- _STATED GOAL_: Lay out every line of the records below as a JSON list of strings, one string per line, with blank lines and the pictures left out.

- _MATERIAL FOR THIS EXERCISE_:
++++++

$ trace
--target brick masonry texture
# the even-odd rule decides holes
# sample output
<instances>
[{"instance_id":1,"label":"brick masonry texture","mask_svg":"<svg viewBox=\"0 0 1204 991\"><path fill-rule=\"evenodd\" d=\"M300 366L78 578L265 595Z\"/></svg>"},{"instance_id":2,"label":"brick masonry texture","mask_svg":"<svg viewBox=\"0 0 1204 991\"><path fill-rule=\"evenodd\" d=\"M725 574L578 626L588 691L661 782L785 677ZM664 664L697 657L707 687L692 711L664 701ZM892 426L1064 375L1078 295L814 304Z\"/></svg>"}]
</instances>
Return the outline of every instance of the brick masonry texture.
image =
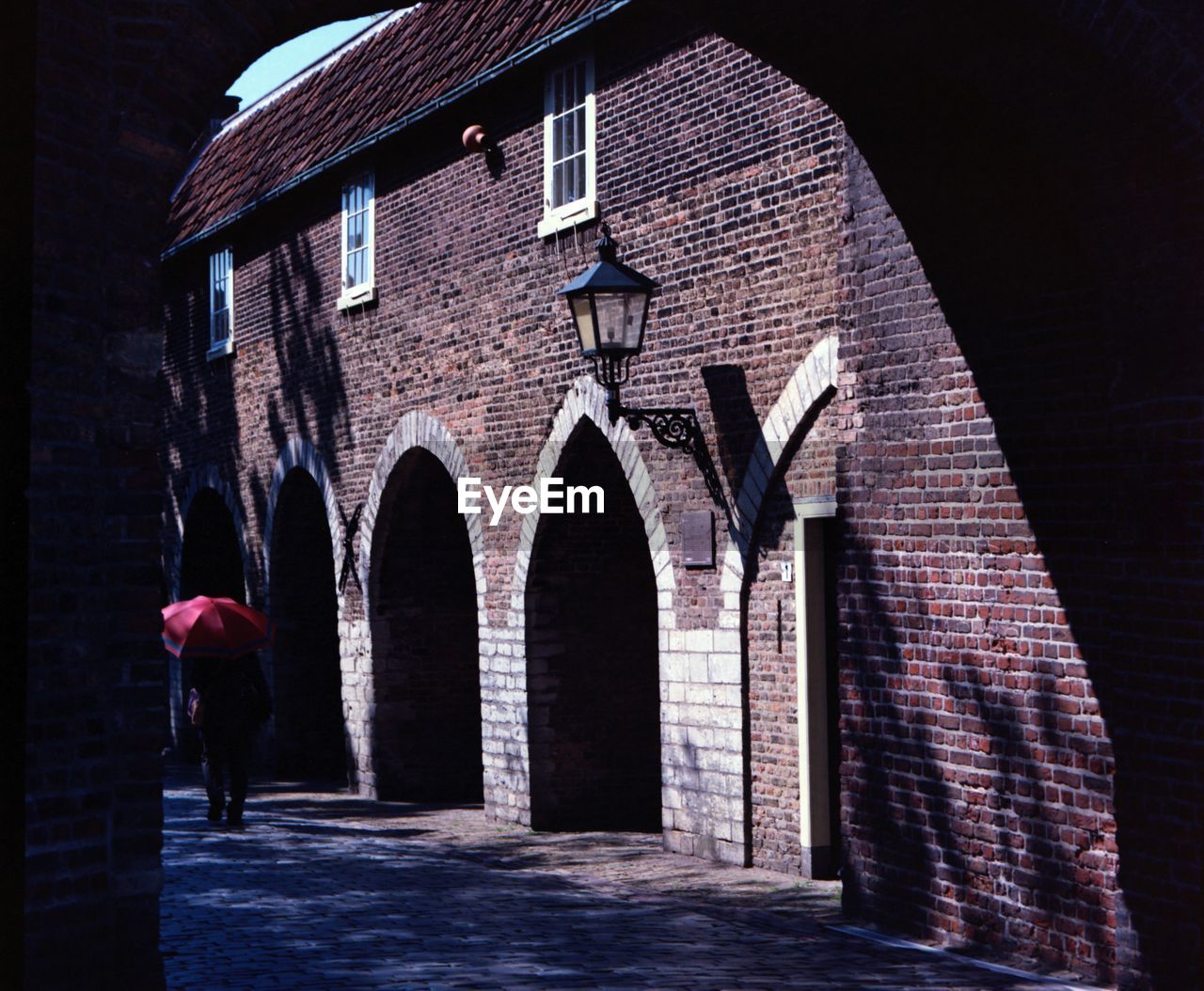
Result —
<instances>
[{"instance_id":1,"label":"brick masonry texture","mask_svg":"<svg viewBox=\"0 0 1204 991\"><path fill-rule=\"evenodd\" d=\"M178 580L175 507L201 483L230 496L262 603L290 442L318 453L349 513L406 413L437 419L496 484L533 477L562 408L601 411L549 300L588 238L533 234L536 72L380 149L377 308L335 309L334 179L235 230L232 360L201 359L203 256L173 259L160 306L167 193L225 81L319 19L364 12L315 6L39 12L25 720L39 986L70 984L73 961L154 986L167 671L155 610ZM825 106L727 42L671 42L657 10L638 14L657 51L597 40L612 155L600 200L627 260L665 283L625 399L695 405L728 492L773 491L771 478L743 486L754 426L838 335L837 393L780 484L831 485L839 506L846 910L1128 987L1196 986L1199 14L1068 2L938 25L860 4L825 17L700 5ZM496 179L459 149L476 119L503 138ZM160 319L189 329L166 342L161 418ZM784 637L792 617L773 567L787 530L771 539L767 513L748 564L742 535L732 567L681 570L677 521L709 505L696 471L647 436L636 459L622 429L603 433L625 476L648 478L636 497L662 715L677 715L662 726L662 751L678 748L667 839L789 869L797 756L773 732L790 718L777 602ZM492 691L486 801L515 820L530 814L524 532L506 519L479 555L470 533ZM353 767L371 792L372 637L354 582L338 636ZM756 747L742 739L745 701ZM703 761L690 768L686 753Z\"/></svg>"}]
</instances>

++++++

- _WRITTEN SOLUTION_:
[
  "$ trace",
  "--target brick masonry texture",
  "# the even-odd rule decides holes",
  "# sample output",
  "<instances>",
  "[{\"instance_id\":1,\"label\":\"brick masonry texture\",\"mask_svg\":\"<svg viewBox=\\\"0 0 1204 991\\\"><path fill-rule=\\\"evenodd\\\" d=\\\"M300 366L78 578L265 595Z\\\"/></svg>\"},{\"instance_id\":2,\"label\":\"brick masonry texture\",\"mask_svg\":\"<svg viewBox=\\\"0 0 1204 991\\\"><path fill-rule=\\\"evenodd\\\" d=\\\"M725 574L578 626L588 691L661 782L785 677ZM664 664L697 657L707 687L692 711L664 701ZM892 426L1064 375L1078 295L814 304Z\\\"/></svg>\"}]",
  "</instances>",
  "Return the outline of every instance of the brick masonry texture.",
  "image =",
  "Result —",
  "<instances>",
  "[{\"instance_id\":1,\"label\":\"brick masonry texture\",\"mask_svg\":\"<svg viewBox=\\\"0 0 1204 991\\\"><path fill-rule=\\\"evenodd\\\" d=\\\"M178 580L175 507L201 483L230 496L262 603L290 442L318 453L349 513L406 413L437 419L496 484L533 477L562 408L601 411L549 300L588 238L533 234L536 72L380 149L377 308L335 309L334 179L235 230L232 360L201 359L203 256L173 259L160 306L167 193L225 81L319 19L364 12L315 6L39 12L25 720L39 986L70 984L73 961L154 986L167 671L155 610ZM825 106L727 42L671 42L657 10L638 14L657 51L597 40L612 155L600 200L627 260L665 283L625 399L695 405L728 492L773 491L771 478L743 486L754 426L838 335L837 393L780 484L831 485L839 506L846 910L1128 987L1196 986L1199 14L1068 2L938 25L860 4L825 17L700 5ZM496 179L459 149L476 119L503 138ZM160 319L189 329L166 342L161 418ZM784 637L792 617L773 567L787 530L771 539L767 513L748 564L742 535L732 567L681 570L677 521L709 505L696 471L647 436L636 459L622 429L603 433L625 476L648 478L636 497L662 715L677 715L662 726L662 751L678 748L667 839L789 869L797 756L773 732L790 718L777 602ZM492 691L486 801L515 820L530 814L524 532L506 519L479 555L470 533ZM353 767L371 792L372 637L354 582L338 636ZM756 747L742 739L745 701ZM703 761L690 768L686 753Z\\\"/></svg>\"}]",
  "</instances>"
]